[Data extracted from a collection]
---

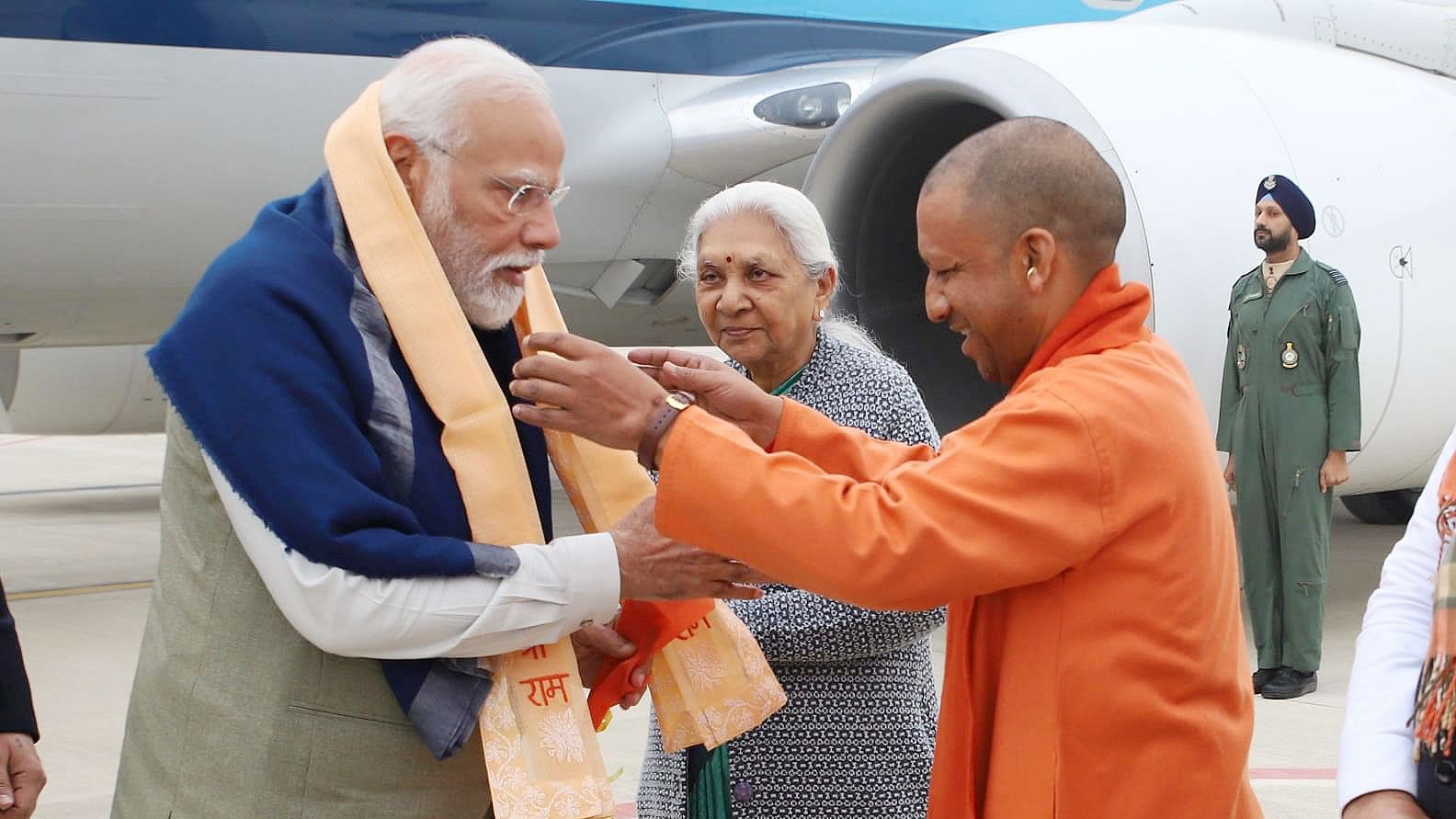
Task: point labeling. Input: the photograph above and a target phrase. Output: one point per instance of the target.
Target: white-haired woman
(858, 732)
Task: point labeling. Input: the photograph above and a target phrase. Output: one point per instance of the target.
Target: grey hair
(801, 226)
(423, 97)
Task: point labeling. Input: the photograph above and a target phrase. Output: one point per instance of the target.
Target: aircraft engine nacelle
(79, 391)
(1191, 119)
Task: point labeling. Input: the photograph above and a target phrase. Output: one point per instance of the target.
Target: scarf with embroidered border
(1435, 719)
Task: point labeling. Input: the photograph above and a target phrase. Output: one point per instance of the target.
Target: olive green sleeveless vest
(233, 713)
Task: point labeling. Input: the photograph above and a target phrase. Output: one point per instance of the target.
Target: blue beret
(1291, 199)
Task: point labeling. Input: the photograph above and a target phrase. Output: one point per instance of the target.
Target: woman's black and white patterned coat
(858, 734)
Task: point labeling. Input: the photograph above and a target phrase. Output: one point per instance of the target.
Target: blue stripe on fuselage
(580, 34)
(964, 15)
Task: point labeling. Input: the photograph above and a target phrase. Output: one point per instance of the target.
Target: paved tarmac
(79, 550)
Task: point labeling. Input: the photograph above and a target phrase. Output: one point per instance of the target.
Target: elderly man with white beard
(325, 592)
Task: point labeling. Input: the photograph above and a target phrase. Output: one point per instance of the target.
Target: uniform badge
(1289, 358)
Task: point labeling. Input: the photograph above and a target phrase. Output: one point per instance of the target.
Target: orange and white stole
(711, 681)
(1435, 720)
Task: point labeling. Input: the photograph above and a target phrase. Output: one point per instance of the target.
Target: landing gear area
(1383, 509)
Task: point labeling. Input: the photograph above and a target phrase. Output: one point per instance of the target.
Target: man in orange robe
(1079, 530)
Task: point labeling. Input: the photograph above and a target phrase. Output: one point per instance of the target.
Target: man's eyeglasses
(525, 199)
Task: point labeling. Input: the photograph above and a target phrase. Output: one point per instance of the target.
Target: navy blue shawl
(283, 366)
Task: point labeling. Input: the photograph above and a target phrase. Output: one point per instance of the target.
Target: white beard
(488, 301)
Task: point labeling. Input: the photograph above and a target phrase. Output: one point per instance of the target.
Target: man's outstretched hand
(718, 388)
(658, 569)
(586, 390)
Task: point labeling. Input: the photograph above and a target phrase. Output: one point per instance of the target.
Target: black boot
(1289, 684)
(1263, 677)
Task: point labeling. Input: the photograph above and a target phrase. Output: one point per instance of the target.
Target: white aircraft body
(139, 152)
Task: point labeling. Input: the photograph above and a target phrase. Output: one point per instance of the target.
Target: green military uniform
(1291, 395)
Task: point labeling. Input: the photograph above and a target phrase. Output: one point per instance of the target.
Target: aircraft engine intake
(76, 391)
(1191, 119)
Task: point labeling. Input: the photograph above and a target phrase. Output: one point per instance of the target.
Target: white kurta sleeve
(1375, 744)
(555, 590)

---

> [AIM] Word for word, quote the lines above. Omit the pictures.

> [COMPLETE RESPONSE]
Task: point labeling. Input: the photograph above and a target phrase. Output: one point per instance of the target.
Target: white-haired woman
(858, 732)
Task: point labeling. Input: the photograph above and a target phrase. Output: one point per instance of the target.
Target: grey hair
(801, 226)
(423, 97)
Task: point labeling. Input: the photograph above and a target phrase. Output: one point per instance of the target.
Target: aircraft engine nacelle
(79, 391)
(1191, 119)
Task: point labeling. Input: the photograph above and a target phrase. Output: one point per instance of the target.
Target: scarf with embroidered border
(1435, 719)
Task: point labeling. Input: the photograph above and a target phrase. Output: one point per instance of the target.
Target: olive green sleeveless vest
(233, 713)
Task: point labeling. Input: the photograph above and a target phrase. Output: one point per instance of the target.
Target: blue beret
(1291, 199)
Task: point labeling. Input: the photograph above and a target phrase. Output: one point per instance of the target.
Target: woman's black and white patterned coat
(858, 734)
Task: point labeling. Input: the photograph above and a target phrase. Output: one point per instance of the target.
Target: blue stripe on fuselage
(580, 34)
(964, 15)
Task: point labeling. Input: the photograph above and a target phrase. Output: one point per instance of the target.
Target: paved tarmac
(79, 550)
Task: point labeling. Input: the photograph above and a target phrase. Output: one point per instance of the target.
Target: elderly man with white beard
(325, 592)
Task: point labeling. Input: the photograph above and a target phrase. Output: one point per instance of the target.
Target: uniform badge
(1289, 358)
Task: point labeling. Input: the photograph above and a target phrase. Output: one point per instance of the target.
Target: orange and white stole
(711, 681)
(1435, 720)
Task: point labeling. Input: the photograph above and a target phrase. Output: one point per instance of the target.
Target: landing gear area
(1383, 509)
Task: point labeling. Input: the photograph above and a target phrase. Output: one point per instance of the target.
Target: man in orange robe
(1079, 530)
Task: point labeling. Input: the photograph above and a target phrase. Output: one point per instance of the target.
Target: man's eyeglasses
(525, 199)
Task: point labeling. Input: the photograph above and a target phrase. Output: one point per instance of the target.
Target: navy blue shawl
(283, 366)
Task: point labeling. Input: the photograph above and a target phrase. Output: one point per instance of the target.
Target: white beard
(488, 301)
Task: point labeling. Input: the photograph above and a target phrase. Output: one point per instance of the target.
Target: man's outstretched hand
(718, 388)
(658, 569)
(586, 390)
Task: point labeling. Input: the photograph above and a target phrase. Output: one point per instance of the target.
Target: black boot
(1289, 684)
(1263, 677)
Task: point labeling. Input: the photograph above and a target phrase. Output: one point per instance of the target.
Target: white aircraft body
(139, 152)
Task: point labeling. Input: the photograph above and a target phrase. Output: one point per instance of the target.
Target: green military uniform
(1291, 395)
Task: point labeling. Input: the photograph above and a target phrase. Output: one point per instance of the target.
Target: aircraft engine intake
(76, 391)
(1191, 119)
Task: point labeling. Input: the photograph above and a target phrase. Output: one point per instance of the target.
Target: white kurta sleeve
(1375, 744)
(555, 590)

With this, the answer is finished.